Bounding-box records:
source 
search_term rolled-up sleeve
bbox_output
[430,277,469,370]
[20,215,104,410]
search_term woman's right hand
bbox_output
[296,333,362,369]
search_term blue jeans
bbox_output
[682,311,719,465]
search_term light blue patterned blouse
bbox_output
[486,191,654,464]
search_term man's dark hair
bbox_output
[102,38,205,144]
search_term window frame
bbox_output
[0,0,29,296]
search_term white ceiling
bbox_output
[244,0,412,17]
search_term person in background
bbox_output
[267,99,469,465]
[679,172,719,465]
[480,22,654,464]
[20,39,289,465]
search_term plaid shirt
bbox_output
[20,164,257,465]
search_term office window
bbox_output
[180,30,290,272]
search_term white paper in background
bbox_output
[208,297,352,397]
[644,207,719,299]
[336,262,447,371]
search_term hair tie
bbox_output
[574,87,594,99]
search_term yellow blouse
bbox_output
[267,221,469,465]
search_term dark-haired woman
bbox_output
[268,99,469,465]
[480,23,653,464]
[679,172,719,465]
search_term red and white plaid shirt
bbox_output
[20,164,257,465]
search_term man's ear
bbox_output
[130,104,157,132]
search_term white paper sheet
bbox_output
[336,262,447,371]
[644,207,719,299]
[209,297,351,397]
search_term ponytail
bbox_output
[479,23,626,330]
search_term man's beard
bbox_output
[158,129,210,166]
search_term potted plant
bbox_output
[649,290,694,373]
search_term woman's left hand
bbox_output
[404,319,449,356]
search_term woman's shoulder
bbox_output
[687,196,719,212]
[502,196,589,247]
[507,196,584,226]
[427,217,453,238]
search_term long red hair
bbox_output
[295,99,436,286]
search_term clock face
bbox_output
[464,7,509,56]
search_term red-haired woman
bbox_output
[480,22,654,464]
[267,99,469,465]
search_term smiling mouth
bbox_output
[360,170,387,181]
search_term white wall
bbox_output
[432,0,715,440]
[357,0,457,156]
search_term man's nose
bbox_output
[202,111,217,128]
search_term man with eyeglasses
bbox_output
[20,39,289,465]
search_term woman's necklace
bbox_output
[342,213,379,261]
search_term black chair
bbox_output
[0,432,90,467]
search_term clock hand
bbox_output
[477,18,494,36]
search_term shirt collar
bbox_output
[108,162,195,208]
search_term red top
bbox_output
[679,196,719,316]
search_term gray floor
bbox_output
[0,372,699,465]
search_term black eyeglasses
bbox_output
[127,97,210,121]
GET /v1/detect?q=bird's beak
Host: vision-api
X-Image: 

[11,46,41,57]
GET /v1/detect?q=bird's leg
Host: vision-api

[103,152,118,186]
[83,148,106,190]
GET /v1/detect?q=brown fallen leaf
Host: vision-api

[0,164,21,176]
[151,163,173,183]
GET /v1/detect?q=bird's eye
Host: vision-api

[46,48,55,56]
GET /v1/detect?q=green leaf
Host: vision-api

#### [Exercise objective]
Copy out the lines of the records above verbatim, from the line with "search_term black eyeglasses" to the line with "[46,48,55,56]", both included.

#### [Result below]
search_term black eyeglasses
bbox_output
[127,97,210,121]
GET /v1/detect?q=bird's beak
Host: vision-api
X-Image: 

[11,46,41,57]
GET /v1/detect?q=bird's leg
Host: vision-api

[103,152,118,186]
[83,148,106,190]
GET /v1/detect?q=brown fallen leaf
Host: vision-api

[0,164,21,176]
[151,163,173,183]
GET /v1/detect?q=bird's eye
Host: vision-api

[46,48,55,56]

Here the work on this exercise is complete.